Stated problem:
Reproduce the part of the records that opens with their first line and closes with the line containing "<point>66,217</point>", requests included, shifting each answer point by adding 132 to both of its coordinates. Leave the sample points in the requests as they are.

--

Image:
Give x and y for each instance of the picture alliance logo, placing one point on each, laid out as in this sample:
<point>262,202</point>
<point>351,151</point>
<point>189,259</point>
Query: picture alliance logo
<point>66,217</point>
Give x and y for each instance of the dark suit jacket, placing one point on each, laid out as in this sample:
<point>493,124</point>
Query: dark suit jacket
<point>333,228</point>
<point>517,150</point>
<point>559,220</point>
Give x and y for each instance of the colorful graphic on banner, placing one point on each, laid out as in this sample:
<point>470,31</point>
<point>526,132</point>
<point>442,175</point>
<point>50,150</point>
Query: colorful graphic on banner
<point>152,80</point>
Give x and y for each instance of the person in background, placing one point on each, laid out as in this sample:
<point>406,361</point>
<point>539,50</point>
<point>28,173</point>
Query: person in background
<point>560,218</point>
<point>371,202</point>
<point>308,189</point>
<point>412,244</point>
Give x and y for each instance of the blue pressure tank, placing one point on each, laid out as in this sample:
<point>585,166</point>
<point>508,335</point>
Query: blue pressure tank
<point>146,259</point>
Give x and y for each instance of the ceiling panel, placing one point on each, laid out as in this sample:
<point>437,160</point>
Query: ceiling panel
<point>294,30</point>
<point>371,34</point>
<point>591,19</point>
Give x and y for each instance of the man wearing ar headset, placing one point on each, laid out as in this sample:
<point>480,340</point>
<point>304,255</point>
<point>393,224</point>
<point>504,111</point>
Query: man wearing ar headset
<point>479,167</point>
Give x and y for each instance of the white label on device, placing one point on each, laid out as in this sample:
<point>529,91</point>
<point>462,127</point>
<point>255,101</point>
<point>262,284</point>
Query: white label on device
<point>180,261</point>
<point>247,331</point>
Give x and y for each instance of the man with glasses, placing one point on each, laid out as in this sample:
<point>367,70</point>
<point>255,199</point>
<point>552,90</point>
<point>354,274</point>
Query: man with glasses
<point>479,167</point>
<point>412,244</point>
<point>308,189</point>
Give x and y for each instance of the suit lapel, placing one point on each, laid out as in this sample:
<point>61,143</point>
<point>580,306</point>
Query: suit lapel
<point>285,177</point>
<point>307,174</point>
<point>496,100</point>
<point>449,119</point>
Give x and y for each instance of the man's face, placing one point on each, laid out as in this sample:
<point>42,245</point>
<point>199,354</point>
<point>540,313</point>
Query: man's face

--

Response to the exercise:
Image:
Give x and y for each instance of the picture alliance logo, placing one point on each, laid out as in this sample:
<point>262,202</point>
<point>351,151</point>
<point>189,259</point>
Query: picture alliance logo
<point>198,349</point>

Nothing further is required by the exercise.